• _TEXTO PROPORCIONADO_:
+++
Anoche leí un artículo sobre el trauma generado por los accidentes de bicicleta versus aquel causado por los accidentes ocasionados al correr. La gente tiende a jurar que no volverá a subirse al lomo de ese monstruo con ruedas así el tiempo de recuperación por lesiones ciclísticas sea breve comparado con el de las lesiones de un pie mal puesto en la pista.

No llevo mucho tiempo montando bicicleta. Tres años, no más (¡uash, ya tres años!). Me he caído varias veces y tengo un par de cicatrices en las rodillas para probarlo. Bueno, también tengo una cicatriz de cuando me atropelló una bicicleta, pero esa es otra historia y creo que la he contado millones de veces. Mis percances ciclísticos han sido más bien vergonzosos, a decir verdad. Enumeraré los más memorables:

  1. Me fui de lado entrando en una rampa, intenté agarrarme de una pared, quedé abrazándola, la bicicleta siguió cuesta abajo, me arrastró, la camisa se me desabotonó y me raspé todo el pecho.
  2. Otra rampa en bajada; esta vez quedé abrazando unos arbustos. No hubo nudismo accidental. El resultado, aquí.
  3. Se me enredó un pedal en un bolardo, di una especie de bote en el aire, el pie que iba sobre el pedal quedó agarrado a la altura del bolardo y se dobló feo. El dedo gordo de dicho pie se volvió una masa amorfa morada. Era tan horrible que no le tomé foto.
  4. Una estudiante descuidada sin frenos me estrelló. Mi teléfono salió volando. Empezó a timbrar apenas tocó tierra. Aún tirada en el pavimento, contesté.
  5. Como habrán podido adivinar ya, el campus de mi universidad es una gran pista de bicicross con subidas y bajadas a granel. ¿Qué pasa cuando dos personas vienen de dos cimas contiguas? Se encuentran en el valle y se convierten en un amasijo de metal y piernas difícil de desengarzar. Es como besarse pero con varillas de por medio y sin saber con quién.
+++
• _INSTRUCCIONES DE TAREA_: Imprime sin cambios el fragmento del texto sobre los accidentes en bicicleta que empieza con las palabras "No llevo mucho" y termina con "El resultado, aquí.".

• _DATOS EN BRUTO_:
+++
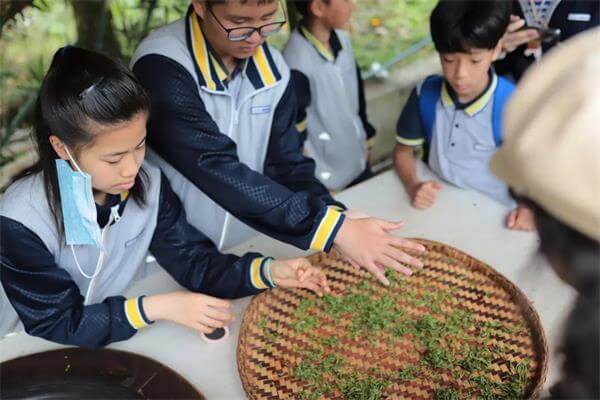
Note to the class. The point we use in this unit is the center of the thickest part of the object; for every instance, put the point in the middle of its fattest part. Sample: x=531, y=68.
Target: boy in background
x=457, y=117
x=332, y=112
+++
• _RESPUESTA CORRECTA_:
No llevo mucho tiempo montando bicicleta. Tres años, no más (¡uash, ya tres años!). Me he caído varias veces y tengo un par de cicatrices en las rodillas para probarlo. Bueno, también tengo una cicatriz de cuando me atropelló una bicicleta, pero esa es otra historia y creo que la he contado millones de veces. Mis percances ciclísticos han sido más bien vergonzosos, a decir verdad. Enumeraré los más memorables:

  1. Me fui de lado entrando en una rampa, intenté agarrarme de una pared, quedé abrazándola, la bicicleta siguió cuesta abajo, me arrastró, la camisa se me desabotonó y me raspé todo el pecho.
  2. Otra rampa en bajada; esta vez quedé abrazando unos arbustos. No hubo nudismo accidental. El resultado, aquí.